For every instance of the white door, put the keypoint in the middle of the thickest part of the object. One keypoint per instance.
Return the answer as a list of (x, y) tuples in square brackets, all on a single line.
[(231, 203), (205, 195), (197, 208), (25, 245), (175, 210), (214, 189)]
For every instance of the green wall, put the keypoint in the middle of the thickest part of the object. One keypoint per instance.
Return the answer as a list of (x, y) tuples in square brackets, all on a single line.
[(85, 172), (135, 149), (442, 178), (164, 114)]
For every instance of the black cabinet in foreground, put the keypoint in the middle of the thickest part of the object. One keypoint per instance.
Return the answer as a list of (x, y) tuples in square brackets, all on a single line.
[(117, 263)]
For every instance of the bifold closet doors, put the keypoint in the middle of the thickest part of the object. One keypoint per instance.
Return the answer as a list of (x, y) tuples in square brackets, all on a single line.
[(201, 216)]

+ + +

Exercise description: The string "instance" may appear in the lines of the records above. State how many lines contain it, with no other words.

The answer: 4